Answer with a number only, giving how many lines in the data below include "window".
* * *
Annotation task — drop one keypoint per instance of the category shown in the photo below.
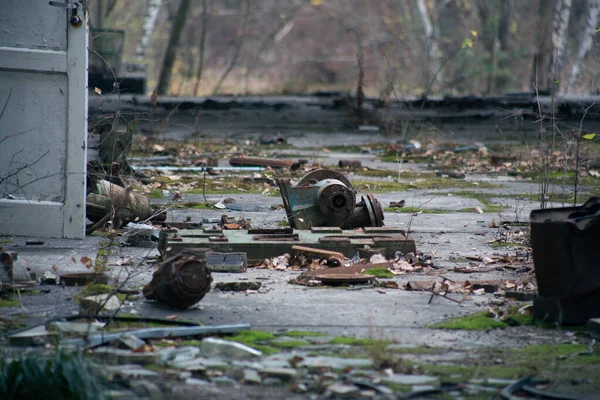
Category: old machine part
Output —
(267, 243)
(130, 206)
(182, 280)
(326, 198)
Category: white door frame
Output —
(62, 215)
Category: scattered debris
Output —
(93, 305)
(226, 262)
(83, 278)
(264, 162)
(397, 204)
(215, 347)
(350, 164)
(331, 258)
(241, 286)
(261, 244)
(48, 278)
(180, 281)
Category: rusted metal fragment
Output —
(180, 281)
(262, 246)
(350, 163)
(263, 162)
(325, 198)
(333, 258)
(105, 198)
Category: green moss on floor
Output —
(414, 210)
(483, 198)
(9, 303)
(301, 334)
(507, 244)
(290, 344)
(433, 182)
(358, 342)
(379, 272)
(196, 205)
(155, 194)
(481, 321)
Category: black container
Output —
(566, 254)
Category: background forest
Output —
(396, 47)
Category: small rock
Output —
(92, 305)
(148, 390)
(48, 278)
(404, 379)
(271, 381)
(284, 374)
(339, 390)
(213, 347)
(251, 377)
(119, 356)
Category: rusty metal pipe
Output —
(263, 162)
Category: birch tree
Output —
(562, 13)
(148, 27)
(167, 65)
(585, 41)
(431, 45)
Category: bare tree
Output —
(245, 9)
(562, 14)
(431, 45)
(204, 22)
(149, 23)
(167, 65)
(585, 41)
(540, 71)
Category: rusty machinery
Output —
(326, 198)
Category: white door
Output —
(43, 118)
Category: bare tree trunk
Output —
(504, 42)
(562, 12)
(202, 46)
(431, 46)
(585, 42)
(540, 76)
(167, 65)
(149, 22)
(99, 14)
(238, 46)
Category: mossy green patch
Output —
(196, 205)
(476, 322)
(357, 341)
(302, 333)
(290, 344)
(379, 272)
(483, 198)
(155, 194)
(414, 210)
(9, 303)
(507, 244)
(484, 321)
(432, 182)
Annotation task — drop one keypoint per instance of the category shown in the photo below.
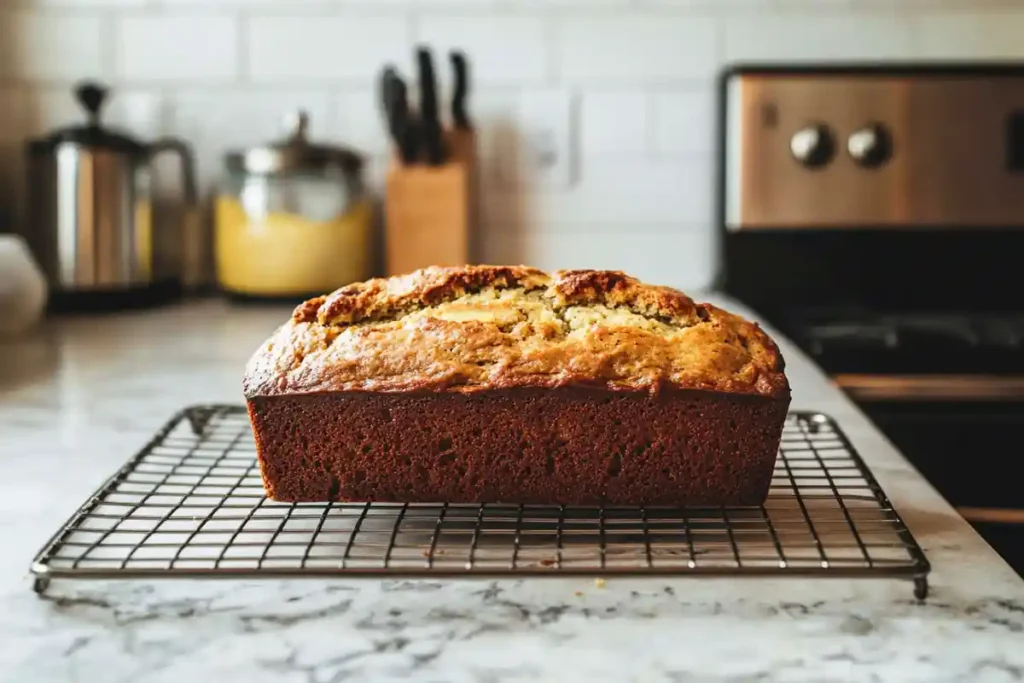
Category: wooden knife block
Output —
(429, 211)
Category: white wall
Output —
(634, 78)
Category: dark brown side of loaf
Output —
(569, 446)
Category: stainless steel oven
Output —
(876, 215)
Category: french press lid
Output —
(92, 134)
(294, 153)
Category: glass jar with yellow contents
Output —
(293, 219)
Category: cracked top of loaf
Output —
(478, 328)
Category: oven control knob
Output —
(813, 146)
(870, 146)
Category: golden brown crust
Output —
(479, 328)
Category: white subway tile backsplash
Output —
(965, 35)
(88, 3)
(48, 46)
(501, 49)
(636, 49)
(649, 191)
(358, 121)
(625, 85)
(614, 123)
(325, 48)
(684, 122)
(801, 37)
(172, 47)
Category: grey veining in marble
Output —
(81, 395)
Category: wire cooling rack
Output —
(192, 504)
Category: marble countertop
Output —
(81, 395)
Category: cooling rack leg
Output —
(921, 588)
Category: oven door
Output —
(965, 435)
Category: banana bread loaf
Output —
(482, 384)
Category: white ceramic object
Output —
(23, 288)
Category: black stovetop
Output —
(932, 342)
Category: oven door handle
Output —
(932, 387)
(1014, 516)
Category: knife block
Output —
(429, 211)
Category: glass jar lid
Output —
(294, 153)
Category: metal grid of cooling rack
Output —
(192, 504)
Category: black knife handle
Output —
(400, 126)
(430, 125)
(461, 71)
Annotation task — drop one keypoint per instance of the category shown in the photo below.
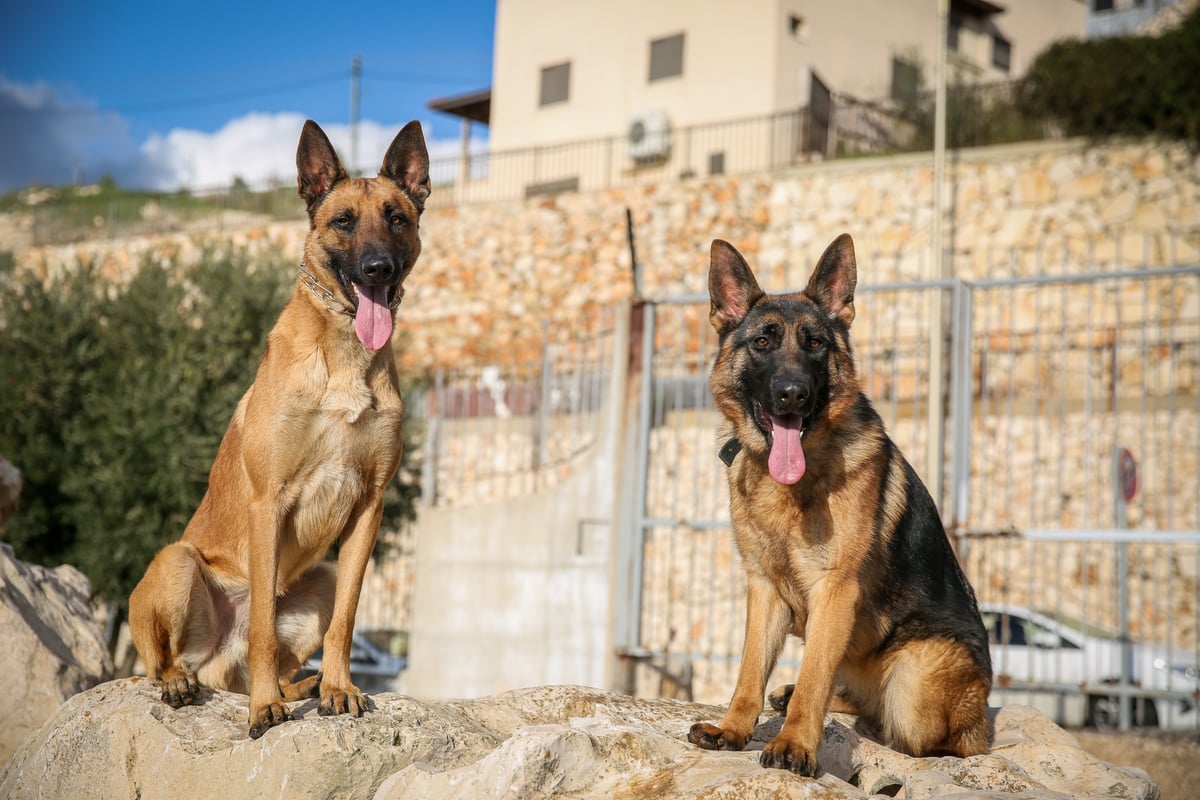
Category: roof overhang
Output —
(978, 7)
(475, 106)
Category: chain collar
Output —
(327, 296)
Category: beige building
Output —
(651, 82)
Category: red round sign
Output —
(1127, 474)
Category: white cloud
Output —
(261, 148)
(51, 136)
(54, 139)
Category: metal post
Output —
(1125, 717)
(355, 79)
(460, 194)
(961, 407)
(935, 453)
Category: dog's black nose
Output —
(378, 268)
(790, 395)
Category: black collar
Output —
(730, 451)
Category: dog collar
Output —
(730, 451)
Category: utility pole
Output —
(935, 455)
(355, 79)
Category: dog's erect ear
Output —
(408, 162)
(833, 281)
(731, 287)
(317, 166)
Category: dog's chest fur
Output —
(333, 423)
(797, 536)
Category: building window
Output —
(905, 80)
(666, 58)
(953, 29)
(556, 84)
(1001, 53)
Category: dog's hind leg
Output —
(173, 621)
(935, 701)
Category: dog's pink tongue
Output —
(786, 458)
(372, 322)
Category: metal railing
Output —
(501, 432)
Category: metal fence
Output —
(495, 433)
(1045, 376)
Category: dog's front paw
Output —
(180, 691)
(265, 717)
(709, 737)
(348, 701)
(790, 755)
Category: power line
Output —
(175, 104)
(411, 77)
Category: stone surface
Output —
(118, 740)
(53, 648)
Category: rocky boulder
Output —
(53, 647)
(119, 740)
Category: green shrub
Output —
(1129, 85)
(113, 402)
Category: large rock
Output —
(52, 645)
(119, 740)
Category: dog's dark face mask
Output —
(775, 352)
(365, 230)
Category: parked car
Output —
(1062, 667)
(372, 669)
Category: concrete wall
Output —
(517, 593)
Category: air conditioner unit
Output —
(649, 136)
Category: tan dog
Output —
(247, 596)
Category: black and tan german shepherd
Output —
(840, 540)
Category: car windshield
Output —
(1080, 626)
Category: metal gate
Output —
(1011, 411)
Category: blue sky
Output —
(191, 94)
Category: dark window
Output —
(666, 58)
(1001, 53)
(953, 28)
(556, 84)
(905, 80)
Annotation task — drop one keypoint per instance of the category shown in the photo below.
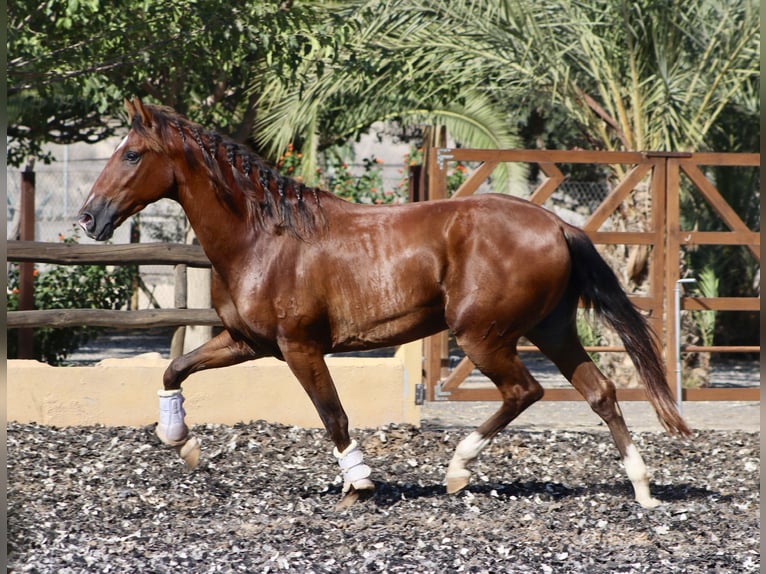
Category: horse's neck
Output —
* * *
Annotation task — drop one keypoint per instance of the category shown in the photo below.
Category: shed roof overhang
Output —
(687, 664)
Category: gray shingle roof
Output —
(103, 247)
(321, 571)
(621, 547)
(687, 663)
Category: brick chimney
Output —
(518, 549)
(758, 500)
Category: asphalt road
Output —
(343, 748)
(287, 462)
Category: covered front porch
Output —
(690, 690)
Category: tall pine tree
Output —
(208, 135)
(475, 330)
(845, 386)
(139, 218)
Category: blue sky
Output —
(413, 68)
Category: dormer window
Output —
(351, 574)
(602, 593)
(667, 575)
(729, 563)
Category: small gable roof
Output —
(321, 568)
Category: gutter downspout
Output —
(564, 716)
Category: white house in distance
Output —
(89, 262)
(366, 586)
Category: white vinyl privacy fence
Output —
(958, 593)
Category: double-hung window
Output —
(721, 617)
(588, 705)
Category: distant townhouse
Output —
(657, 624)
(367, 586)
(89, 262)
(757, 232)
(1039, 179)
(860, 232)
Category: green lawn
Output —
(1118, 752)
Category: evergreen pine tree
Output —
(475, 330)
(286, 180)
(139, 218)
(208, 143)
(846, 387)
* * *
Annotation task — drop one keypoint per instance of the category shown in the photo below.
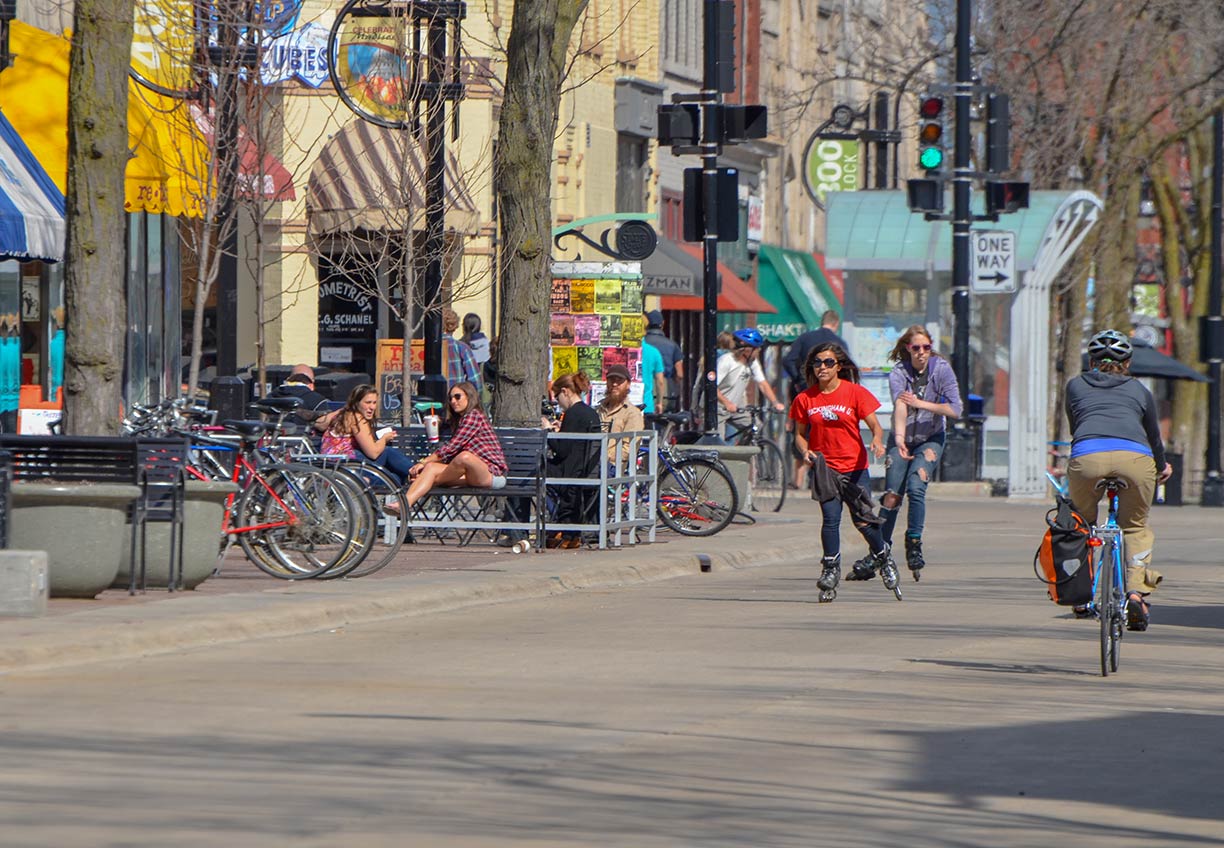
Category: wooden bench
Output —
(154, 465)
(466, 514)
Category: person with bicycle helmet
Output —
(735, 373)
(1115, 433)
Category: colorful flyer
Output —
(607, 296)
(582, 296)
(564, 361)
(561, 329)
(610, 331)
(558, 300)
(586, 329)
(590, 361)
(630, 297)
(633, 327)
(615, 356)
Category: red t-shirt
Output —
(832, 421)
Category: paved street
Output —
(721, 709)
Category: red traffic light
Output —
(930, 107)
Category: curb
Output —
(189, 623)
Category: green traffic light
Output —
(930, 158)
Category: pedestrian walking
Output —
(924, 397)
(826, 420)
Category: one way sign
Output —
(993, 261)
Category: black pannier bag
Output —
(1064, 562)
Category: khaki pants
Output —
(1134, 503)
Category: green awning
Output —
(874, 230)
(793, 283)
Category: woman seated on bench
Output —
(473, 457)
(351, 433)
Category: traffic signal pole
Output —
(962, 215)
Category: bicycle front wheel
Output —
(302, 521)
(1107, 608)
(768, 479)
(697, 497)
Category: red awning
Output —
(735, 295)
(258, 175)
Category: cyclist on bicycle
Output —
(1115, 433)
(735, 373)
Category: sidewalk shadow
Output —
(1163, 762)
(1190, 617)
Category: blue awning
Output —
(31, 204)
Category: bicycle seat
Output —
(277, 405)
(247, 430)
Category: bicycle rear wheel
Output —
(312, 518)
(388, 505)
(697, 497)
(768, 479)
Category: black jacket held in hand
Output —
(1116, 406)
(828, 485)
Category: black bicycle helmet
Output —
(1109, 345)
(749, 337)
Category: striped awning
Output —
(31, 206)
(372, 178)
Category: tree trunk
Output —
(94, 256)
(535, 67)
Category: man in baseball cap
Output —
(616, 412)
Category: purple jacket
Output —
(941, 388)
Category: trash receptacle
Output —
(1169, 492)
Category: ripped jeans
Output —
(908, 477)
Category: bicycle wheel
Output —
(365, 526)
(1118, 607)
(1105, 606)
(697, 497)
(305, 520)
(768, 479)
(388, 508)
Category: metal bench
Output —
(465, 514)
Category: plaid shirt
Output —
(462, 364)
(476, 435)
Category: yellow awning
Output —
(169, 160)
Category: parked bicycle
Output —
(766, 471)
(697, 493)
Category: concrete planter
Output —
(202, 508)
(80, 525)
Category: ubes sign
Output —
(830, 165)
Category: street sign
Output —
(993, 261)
* * *
- **EXERCISE OUTPUT**:
4